STANDARD: Ihr Jahr war durchwachsen. Im Sommer der Transfer von Mainz nach Leverkusen, die verpatzte EM, die WM-Quali begann holprig. Marcel Koller hat Sie zum Kapitän ernannt. In dieser Funktion mussten Sie vor allem erklären, warum es schon wieder nicht geklappt hat. Mühsam, oder?

Baumgartlinger: Nein, das ist absolut in Ordnung. Zwei Jahre lang waren wir nur mit Lobhudelei konfrontiert, da hat auch niemand gefragt, ob das anstrengend ist. Ich biete Erklärungen an, will Lösungsansätze aufzeigen und vermitteln. Ausreden lehne ich ab.

STANDARD: Versuchen wir eine Lösung zu finden. Warum ist das Nationalteam momentan so, wie es ist? Die Automatismen scheinen verlorengegangen zu sein.

- BEREITGESTELLTES MATERIAL

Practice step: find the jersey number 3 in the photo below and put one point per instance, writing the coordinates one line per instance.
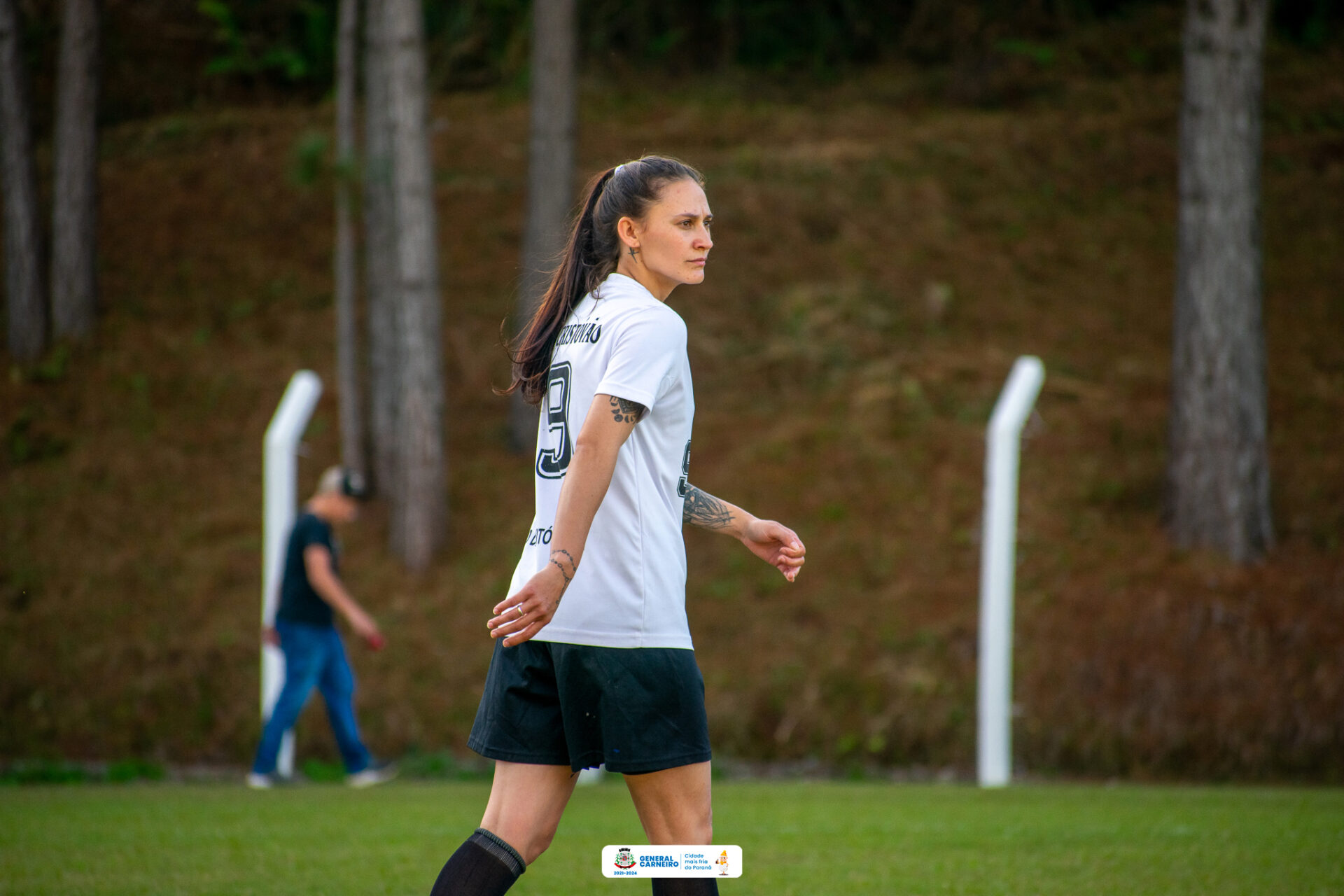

- AUSZUFÜHRENDE AUFGABE
Gib anhand des Interviews an, wer Baumgartlinger zum Kapitän ernannt hat. Die Zeilen spielen dabei keine Rolle.

- ERGEBNIS DIESER ÜBUNG
Marcel Koller